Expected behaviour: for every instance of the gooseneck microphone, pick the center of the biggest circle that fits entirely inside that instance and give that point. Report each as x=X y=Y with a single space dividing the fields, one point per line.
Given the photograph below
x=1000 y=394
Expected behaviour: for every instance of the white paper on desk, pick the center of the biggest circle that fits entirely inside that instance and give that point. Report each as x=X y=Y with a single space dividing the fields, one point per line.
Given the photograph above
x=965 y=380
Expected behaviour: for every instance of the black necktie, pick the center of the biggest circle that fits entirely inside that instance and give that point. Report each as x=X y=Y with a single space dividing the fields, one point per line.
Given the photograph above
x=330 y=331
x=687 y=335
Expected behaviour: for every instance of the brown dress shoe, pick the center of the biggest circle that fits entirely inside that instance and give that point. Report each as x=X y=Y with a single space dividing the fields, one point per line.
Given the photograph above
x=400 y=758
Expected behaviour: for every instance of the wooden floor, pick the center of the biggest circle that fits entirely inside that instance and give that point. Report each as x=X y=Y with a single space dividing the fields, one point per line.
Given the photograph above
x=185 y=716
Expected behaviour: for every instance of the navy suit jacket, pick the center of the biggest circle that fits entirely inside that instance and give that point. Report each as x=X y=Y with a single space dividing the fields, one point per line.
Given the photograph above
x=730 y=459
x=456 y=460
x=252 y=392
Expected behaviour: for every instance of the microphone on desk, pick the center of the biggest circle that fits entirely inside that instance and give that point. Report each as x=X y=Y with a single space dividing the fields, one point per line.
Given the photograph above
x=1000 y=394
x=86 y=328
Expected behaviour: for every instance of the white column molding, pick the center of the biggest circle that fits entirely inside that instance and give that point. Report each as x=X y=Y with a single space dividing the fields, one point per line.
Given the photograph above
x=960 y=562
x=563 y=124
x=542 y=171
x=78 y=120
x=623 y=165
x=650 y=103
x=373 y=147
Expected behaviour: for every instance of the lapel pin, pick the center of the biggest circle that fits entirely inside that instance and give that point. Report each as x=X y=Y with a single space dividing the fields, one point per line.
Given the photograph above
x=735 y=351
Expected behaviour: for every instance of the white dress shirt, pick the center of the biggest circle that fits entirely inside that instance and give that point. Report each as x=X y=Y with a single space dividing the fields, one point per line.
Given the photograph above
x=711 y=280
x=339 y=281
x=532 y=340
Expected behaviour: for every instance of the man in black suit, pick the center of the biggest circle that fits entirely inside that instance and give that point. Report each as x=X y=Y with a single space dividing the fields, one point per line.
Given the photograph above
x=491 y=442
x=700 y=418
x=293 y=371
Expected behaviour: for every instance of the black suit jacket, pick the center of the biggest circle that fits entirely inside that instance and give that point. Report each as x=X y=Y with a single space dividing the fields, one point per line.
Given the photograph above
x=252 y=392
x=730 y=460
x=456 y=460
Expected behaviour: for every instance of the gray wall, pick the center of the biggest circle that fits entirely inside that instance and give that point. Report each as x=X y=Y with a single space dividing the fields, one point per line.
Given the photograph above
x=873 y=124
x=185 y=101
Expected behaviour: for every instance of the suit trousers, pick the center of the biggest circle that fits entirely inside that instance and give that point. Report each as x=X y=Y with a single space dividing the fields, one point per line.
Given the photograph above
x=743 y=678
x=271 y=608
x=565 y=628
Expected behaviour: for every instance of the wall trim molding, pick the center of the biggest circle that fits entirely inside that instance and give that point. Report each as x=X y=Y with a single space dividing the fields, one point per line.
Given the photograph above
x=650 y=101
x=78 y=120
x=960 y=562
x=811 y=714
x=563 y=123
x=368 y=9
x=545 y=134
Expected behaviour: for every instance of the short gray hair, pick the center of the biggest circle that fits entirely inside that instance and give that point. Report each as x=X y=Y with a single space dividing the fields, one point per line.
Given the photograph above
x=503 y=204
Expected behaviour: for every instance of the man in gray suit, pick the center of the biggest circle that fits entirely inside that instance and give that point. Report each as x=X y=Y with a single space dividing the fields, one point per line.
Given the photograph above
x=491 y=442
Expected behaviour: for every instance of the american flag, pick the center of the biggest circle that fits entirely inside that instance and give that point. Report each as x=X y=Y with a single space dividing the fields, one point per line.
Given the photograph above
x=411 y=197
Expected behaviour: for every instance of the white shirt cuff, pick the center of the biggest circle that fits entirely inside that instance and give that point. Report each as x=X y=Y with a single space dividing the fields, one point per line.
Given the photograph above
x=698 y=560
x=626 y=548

┄┄┄┄┄┄┄┄┄┄┄┄┄┄┄┄┄┄┄┄

— TASK REQUIREMENTS —
Copy out each line from the listing that contains the string "black".

— RESPONSE BELOW —
Expected behaviour: for every instance of the black necktie, pick the center of the biggest circle that fits entirely inside that instance and give that point. Report each as x=X y=Y with a single space dividing the fields, one point per line.
Expected behaviour: for every instance of the man in black suit, pick the center of the biggest circle that fits entirely inside that instance and give that point. Report each as x=X y=Y with a single space dividing the fields, one point per line.
Expected behaviour: for every instance of the black suit jacket, pick the center of the biggest circle that fits entirely inside that instance and give that point. Report each as x=X y=Y with a single space dividing the fields, one point per line.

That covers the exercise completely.